### Required work
Exactly repeat the full listing that follows.

### Supplied records
Start

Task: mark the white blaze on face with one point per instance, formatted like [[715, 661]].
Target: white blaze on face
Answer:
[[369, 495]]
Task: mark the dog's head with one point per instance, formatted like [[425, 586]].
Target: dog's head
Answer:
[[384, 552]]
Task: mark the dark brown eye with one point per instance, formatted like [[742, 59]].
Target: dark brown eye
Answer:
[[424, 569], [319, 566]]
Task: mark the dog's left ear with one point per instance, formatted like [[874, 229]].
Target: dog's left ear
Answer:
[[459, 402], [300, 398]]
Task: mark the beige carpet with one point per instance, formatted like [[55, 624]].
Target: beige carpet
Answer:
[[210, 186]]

End

### Written reply
Task: mark the white blaze on face with one point per instance, formatted like [[715, 661]].
Target: white blaze on face
Answer:
[[369, 495]]
Task: mark the dog's head with one point per instance, formatted like [[425, 586]].
Target: dog's head
Answer:
[[384, 552]]
Task: mark the dark brown eye with one point per instance, formatted like [[742, 59]].
Target: dark brown eye
Answer:
[[424, 569], [319, 566]]
Task: mark the dog's left ear with one point per instance, formatted like [[874, 229]].
Target: dog's left ear
Answer:
[[459, 402], [300, 398]]
Task: mark the beige carpet with one point per instance, formatted like [[55, 624]].
Target: beige carpet
Answer:
[[210, 186]]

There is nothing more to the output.